What do the lines say from the one containing "Reviewer note: confirm that each instance of the dress skirt" to the end of the records? Restate them word for word, and only those.

Excerpts from point annotation data
..............................

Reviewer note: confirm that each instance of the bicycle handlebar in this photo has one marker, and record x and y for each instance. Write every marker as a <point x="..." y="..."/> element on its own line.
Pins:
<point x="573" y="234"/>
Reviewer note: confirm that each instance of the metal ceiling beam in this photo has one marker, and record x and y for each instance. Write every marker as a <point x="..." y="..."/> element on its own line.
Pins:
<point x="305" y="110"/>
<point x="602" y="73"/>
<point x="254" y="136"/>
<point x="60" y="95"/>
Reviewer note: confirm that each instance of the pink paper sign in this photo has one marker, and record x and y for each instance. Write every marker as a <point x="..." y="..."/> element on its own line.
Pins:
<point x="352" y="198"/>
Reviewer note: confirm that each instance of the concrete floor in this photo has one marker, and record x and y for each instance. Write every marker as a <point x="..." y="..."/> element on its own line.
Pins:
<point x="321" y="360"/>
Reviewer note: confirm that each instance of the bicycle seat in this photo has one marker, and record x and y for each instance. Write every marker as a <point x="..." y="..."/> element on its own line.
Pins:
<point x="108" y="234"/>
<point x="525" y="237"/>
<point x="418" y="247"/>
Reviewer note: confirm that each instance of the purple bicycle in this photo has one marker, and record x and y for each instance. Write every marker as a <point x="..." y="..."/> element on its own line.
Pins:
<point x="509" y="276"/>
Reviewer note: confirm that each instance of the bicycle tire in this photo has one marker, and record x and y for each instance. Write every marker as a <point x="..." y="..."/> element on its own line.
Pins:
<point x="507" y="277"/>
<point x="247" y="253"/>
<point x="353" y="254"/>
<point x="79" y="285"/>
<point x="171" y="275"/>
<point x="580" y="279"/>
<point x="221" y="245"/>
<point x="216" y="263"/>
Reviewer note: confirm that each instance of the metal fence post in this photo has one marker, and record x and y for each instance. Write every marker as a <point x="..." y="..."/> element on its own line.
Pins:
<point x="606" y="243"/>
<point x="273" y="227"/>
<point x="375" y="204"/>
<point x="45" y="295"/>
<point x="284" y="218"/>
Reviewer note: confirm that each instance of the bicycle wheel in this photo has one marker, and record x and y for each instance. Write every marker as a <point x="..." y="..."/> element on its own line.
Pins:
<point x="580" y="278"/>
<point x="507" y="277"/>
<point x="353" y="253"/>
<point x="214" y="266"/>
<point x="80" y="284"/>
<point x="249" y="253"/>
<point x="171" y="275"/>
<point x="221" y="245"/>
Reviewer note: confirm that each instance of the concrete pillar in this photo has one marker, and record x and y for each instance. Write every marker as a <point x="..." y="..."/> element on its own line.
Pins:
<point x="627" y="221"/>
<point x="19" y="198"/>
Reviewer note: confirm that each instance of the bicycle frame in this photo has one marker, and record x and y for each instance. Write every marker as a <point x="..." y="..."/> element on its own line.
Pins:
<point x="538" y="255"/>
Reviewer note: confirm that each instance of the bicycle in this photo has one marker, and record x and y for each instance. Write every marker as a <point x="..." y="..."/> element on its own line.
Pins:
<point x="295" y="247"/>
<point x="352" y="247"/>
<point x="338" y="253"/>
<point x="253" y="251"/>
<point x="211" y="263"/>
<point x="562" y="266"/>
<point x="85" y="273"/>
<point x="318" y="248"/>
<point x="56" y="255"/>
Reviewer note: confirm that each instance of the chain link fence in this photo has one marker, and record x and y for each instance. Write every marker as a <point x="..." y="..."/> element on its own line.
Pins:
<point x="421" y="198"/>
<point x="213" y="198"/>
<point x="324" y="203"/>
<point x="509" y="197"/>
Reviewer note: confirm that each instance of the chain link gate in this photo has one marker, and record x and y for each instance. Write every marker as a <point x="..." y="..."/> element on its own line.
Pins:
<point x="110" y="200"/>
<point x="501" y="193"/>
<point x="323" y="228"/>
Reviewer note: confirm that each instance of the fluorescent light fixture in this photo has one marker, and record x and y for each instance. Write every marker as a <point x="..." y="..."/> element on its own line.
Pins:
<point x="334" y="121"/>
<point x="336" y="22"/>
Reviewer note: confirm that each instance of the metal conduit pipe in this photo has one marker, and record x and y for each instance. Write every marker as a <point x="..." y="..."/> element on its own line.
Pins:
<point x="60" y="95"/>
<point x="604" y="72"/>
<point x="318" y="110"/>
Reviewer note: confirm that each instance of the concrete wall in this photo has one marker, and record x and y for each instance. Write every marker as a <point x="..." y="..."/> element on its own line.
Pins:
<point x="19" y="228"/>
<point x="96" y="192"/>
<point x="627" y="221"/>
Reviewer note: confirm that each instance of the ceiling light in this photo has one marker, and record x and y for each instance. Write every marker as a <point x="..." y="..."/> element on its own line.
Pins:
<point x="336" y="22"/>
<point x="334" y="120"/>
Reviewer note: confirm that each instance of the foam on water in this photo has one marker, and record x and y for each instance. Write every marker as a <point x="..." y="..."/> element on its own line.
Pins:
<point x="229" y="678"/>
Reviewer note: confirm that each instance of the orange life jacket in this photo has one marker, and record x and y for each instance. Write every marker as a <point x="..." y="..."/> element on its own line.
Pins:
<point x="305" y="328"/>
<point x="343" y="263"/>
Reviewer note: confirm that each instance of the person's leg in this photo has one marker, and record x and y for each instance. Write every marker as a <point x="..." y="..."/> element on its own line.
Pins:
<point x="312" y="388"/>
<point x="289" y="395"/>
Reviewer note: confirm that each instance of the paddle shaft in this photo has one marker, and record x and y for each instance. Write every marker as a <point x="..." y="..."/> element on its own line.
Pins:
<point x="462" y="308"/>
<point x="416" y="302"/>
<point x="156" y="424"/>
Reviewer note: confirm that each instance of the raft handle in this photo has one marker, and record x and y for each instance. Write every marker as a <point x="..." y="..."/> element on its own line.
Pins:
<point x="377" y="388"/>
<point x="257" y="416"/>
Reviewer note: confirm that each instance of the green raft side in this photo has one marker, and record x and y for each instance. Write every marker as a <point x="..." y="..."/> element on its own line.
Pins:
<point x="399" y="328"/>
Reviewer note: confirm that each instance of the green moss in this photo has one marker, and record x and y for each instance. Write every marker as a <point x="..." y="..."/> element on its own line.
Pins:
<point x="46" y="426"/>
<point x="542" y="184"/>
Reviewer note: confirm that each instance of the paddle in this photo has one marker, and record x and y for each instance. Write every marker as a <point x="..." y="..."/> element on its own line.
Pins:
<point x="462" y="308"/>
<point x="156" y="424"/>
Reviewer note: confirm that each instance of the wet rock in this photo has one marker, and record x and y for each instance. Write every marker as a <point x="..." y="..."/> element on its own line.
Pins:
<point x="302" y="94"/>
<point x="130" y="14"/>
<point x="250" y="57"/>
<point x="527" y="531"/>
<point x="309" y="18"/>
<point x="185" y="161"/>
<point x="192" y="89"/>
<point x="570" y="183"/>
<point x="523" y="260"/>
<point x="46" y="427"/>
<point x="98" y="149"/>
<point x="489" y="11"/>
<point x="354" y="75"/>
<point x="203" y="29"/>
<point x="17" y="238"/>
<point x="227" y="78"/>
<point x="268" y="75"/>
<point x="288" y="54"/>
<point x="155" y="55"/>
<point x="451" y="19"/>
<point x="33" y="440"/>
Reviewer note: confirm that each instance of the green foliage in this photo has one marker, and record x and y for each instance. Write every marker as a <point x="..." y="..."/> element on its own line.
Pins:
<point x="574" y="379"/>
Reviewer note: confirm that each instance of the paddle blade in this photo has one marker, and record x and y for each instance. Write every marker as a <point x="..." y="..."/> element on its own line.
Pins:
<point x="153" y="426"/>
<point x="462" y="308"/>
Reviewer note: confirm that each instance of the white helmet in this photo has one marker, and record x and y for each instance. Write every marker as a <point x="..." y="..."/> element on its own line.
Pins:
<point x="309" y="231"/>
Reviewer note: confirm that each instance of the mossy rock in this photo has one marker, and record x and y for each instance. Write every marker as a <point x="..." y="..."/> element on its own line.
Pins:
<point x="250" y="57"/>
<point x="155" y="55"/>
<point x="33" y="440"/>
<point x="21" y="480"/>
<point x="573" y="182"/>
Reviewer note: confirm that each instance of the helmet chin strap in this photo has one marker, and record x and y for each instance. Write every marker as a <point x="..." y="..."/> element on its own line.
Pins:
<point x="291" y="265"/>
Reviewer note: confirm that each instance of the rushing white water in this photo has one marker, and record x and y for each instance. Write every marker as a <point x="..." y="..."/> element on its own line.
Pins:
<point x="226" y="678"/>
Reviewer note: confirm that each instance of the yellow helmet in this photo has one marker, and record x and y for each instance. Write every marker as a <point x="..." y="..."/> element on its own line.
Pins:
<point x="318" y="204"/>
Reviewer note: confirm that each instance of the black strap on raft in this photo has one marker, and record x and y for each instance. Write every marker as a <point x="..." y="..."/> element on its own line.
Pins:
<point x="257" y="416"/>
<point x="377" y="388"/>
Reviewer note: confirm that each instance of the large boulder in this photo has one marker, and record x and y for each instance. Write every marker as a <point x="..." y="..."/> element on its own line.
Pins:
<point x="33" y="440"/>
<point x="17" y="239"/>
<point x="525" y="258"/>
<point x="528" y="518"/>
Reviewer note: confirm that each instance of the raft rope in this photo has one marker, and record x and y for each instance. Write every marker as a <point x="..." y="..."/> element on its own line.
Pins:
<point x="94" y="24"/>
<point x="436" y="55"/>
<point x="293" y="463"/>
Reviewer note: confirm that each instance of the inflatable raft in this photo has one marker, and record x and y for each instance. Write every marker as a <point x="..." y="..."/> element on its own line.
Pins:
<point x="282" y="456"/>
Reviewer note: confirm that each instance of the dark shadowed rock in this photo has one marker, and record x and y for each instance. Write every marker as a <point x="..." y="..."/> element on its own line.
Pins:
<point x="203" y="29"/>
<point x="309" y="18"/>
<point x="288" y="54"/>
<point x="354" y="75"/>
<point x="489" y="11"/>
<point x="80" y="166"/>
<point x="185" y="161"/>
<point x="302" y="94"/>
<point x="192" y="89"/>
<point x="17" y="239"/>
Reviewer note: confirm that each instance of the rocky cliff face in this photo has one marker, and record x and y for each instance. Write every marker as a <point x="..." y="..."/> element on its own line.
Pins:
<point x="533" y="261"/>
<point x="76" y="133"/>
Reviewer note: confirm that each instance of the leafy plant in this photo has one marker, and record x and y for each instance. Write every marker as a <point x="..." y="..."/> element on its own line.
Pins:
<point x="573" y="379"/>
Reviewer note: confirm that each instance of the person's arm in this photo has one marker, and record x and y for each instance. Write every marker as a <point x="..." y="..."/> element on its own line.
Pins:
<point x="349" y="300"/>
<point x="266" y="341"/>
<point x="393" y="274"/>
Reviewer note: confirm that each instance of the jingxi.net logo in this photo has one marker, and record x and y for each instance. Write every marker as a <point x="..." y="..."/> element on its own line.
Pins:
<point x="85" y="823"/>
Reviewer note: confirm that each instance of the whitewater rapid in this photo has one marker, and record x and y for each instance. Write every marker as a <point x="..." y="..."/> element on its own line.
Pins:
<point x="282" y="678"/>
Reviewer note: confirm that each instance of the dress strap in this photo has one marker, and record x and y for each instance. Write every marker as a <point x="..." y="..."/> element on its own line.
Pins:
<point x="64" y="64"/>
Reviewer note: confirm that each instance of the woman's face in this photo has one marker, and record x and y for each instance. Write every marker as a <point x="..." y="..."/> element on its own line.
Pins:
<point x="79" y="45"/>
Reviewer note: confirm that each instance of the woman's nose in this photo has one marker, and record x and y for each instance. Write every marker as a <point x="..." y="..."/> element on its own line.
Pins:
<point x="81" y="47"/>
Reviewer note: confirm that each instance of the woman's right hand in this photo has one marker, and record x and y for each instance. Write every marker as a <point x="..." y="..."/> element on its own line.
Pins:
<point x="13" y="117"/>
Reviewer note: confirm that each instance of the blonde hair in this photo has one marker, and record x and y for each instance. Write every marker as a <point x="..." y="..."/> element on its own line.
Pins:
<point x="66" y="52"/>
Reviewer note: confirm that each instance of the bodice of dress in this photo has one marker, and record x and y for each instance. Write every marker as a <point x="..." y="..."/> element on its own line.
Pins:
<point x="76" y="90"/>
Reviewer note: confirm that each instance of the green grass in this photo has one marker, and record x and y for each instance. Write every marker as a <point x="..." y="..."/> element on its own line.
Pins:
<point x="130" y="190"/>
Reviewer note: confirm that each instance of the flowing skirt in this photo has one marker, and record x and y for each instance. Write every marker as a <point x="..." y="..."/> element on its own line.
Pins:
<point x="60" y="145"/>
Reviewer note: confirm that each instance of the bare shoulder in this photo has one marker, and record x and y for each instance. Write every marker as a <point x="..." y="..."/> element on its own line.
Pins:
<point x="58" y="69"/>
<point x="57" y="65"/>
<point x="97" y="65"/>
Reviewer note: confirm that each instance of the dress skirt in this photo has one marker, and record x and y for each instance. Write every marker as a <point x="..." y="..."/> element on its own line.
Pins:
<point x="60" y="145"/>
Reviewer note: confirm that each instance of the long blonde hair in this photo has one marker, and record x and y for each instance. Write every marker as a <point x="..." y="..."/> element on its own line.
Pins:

..............................

FULL ANSWER:
Reviewer note: confirm that each instance of the dress skirt in this photo has one marker, and record x and y for each instance. Write every marker as a <point x="..." y="..."/> element on its own line.
Pins:
<point x="60" y="145"/>
Reviewer note: confirm that each instance of the long blonde hair in this photo has one marker, and record x and y for each instance. Write every marker as a <point x="..." y="..."/> element on its own line.
Pins:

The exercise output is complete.